= The records =

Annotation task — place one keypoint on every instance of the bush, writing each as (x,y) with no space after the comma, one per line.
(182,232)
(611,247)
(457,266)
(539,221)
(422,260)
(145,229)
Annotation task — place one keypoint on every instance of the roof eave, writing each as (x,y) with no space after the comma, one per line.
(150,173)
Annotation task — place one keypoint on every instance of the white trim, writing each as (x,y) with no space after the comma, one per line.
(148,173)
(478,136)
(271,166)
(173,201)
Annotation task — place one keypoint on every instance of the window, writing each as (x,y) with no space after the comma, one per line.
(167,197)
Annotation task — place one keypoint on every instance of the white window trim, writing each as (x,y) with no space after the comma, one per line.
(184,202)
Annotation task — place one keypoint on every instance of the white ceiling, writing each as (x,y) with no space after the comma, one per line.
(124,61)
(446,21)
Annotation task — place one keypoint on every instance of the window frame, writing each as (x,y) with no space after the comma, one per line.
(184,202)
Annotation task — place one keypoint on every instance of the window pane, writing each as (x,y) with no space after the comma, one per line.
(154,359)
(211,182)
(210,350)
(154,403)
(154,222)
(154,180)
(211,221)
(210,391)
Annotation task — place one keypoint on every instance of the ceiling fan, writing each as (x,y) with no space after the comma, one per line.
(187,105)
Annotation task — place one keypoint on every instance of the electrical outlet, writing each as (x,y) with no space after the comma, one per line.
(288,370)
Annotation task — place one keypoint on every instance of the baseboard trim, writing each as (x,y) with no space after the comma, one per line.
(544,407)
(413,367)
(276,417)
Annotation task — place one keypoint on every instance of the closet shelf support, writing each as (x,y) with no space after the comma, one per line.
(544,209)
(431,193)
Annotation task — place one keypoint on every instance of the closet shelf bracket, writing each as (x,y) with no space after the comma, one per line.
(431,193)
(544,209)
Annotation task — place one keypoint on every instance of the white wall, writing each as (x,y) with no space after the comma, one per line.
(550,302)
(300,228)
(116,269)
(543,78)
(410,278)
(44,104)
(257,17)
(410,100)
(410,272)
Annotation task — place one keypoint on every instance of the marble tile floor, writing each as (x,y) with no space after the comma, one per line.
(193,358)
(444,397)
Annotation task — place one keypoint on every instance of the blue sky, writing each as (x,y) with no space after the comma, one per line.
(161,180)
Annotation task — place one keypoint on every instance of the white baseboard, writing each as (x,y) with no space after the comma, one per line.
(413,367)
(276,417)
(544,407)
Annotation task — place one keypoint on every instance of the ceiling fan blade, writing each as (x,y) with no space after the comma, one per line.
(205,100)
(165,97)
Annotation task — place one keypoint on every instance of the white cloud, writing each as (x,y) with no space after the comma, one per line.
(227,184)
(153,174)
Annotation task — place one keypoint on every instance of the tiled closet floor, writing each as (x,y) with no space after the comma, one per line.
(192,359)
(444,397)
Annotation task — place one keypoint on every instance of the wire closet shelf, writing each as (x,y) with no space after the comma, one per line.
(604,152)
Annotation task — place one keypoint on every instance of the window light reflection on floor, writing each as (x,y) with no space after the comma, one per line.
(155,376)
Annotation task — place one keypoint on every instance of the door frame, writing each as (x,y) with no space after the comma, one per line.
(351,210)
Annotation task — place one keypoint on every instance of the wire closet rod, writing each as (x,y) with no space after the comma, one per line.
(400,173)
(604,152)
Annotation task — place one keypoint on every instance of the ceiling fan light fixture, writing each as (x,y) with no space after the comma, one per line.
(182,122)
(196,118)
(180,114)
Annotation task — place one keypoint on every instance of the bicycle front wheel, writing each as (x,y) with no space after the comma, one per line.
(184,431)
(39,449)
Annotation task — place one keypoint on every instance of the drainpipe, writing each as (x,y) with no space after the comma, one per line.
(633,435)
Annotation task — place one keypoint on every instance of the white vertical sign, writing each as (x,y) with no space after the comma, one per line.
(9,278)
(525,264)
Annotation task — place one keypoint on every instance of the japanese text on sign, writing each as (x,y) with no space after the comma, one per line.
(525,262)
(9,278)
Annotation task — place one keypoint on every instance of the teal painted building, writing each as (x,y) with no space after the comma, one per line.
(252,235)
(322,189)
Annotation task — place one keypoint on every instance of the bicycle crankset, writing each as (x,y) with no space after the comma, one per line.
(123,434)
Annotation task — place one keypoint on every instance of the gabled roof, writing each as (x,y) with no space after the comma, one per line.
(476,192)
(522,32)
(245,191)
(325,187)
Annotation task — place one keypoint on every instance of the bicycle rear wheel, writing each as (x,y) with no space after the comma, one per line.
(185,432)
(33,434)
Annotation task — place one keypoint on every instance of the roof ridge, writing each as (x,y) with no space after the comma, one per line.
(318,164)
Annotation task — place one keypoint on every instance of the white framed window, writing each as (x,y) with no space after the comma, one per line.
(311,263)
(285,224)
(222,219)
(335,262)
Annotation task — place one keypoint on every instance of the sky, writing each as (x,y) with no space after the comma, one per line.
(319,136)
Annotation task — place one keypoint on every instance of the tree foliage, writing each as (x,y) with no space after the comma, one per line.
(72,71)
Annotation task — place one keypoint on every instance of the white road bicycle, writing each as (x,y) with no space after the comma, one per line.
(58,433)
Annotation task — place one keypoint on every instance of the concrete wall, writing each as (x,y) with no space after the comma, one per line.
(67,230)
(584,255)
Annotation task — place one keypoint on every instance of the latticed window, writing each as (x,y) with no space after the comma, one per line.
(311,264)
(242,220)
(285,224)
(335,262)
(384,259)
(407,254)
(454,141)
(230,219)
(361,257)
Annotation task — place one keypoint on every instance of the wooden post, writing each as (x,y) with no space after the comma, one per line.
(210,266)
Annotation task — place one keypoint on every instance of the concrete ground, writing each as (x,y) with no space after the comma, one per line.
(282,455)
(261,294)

= Prompt =
Convert the listing into a Markdown table, starting with the line that contains "roof ridge, writing" and continuing through the final line of the listing. Use the columns "No." and "Entry", placing a running row number in the first and the full line in the second, and omit any blank lines.

= Answer =
| No. | Entry |
|---|---|
| 1 | Annotation task — place one keypoint on every instance of the roof ridge, writing each as (x,y) with no space after the comma, one per line. |
| 2 | (318,164) |
| 3 | Annotation task — place one keypoint on every instance of the white framed window, writing each as (x,y) with no space after the comma, one per line. |
| 4 | (311,263) |
| 5 | (285,224) |
| 6 | (222,219) |
| 7 | (335,262) |
| 8 | Annotation task — place one keypoint on every instance of the sky, writing each as (x,y) with no space after the comma, one per line. |
| 9 | (319,136) |
| 10 | Annotation task — place one keypoint on every instance of the tree foliage, writing each as (x,y) with no space after the comma, one per line. |
| 11 | (72,71) |
| 12 | Annotation task — place one keypoint on every instance of the white road bicycle, writing each as (x,y) with no space after the comma, one per line. |
| 13 | (58,433) |
| 14 | Annotation task — place one keypoint on every instance of the concrete wall, writing each as (x,y) with no space after the comma, one per line. |
| 15 | (67,230) |
| 16 | (584,255) |
| 17 | Annotation task — place one keypoint on every instance of the latticed window, writing each as (x,y) with no space after the comma, one per line. |
| 18 | (311,264) |
| 19 | (242,220) |
| 20 | (285,224) |
| 21 | (335,262) |
| 22 | (384,259) |
| 23 | (407,254) |
| 24 | (454,141) |
| 25 | (230,219) |
| 26 | (361,257) |
| 27 | Annotation task — place one keypoint on every instance of the wooden post, writing each as (x,y) with no space after the comma, one per line. |
| 28 | (210,266) |
| 29 | Annotation task — place one keypoint on every instance of the concrete ground, writing each as (x,y) with no space after the comma, one per line. |
| 30 | (282,455) |
| 31 | (261,294) |